◆ Extract to read
%%

Version 3.0.1 adds an
additional parameter to the timesys object’s xxxxxDisplay() methods and the
gettimesys() function that allows values to be formatted into timesys time,
day, date, and elapsetime formats.
Additionally, all
calls using gettimesys() now use the timesys constants defined in version 3.0.
This release was a
minor change to the room status line, enabling non-HTML run-times to display
timesys banners when the game has been compiled using USE_HTML_STATUS.
The calculation of
the base date was changed to correctly incorporate leap years. The settimesys()
function was simplified to accept the date as y, m, d parameters. Finally the
package was converted to #pragma C+ and the __TIMESYS_MODULE defines checked
for at the beginning of the module.
Much gratitude is
owed to Michael J. Roberts, author of TADS, whose efforts have enabled others
to put their dreams and ideas into the works of Interactive Fiction. It is
hoped that this manual will provide both instruction and food for the
imagination.
Ditch Day Drifter
is Copyright © 1990-1999 by Michael J. Roberts.
The Gold Skull is Copyright © 1992-1999 by Michael J.
Roberts.
In addition to
requiring HTML TADS the Timesys system is composed of the following two files:
timesys.t This
file contains the timesys object and
the routines and grammar necessary to manage the passage of time in the game.
This file also contains the parsing routines found in ParseWrd.t, which is used
in the Timesys.t parsetime(). It is used to convert the player’s input stream
into a list of parsed ‘words’ that greatly simplify the coding of game time
logic allowing for the analysis of complex grammatical structures.
ppo.t This
file implements preparse objects. This file is not required but is included to
provide the author with more flexibility in implementing Timesys. If ppo.t is
not #include'd then Timesys will revert to the use of a conventional TADS preparse() function as it did in versions
earlier than 3.0.
Notice: With
version 2.0 the room.t file is no longer necessary. (See Changes to Version 2.0
above.) With version 3.0 the addition of ppo.t automatically implements the use
of preparse objects.
Along with these
files timesys.zip contains the following files:
Sample.t Coding required to adapt Ditch Day Drifter to a time-oriented game.
Sample2.t Source file for
A Very Simple Game, demonstrating some of the features of Timesys.

%%

◆ Source data
%%

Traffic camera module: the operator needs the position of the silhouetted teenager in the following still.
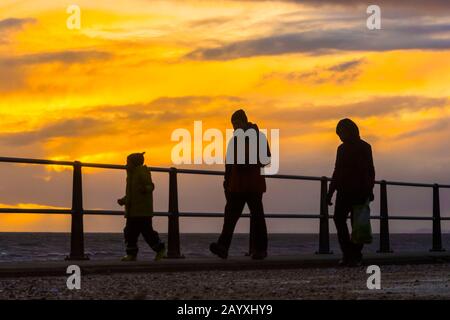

%%

◆ Directions
[a] In the Timesys manual excerpt, what happens if ppo.t is not #include'd?
[b] Carry on the Timesys manual excerpt from the point where it stops.
The material that comes with this page is not needed here.

◆ Answers provided
[a] Timesys reverts to a conventional TADS preparse() function, as it did in versions earlier than 3.0.

[b]
The system has been
designed to be as modular as possible: the desire being the ability to
“plug-n-play” with minimal changes necessary to existing code. In addition to
requiring HTML TADS the following statements should be included in your game
source file:
#define
USE_HTML_STATUS
#include
<ppo.t> // optional,
using preparse objects
#include
<timesys.t>
Along with the
modification of the ADV.T class room
definition’s HTML status line, the timesys.t file will replace your game’s turncount() and scoreRank() in order to progress and report the time.
Unless your coding
modifies these functions no further action is required for them. If you do need
to replace these routines then you must copy the code contained in timesys.t
into your functions so that the program can communicate with the timesys object.
If your game provides
a preparse() function, you will need to replace the one provided by timesys.t
and add it’s code to your own. If you have #include ppo.t in your source
listing you have only to convert your existing preparse() function into a
preparse object.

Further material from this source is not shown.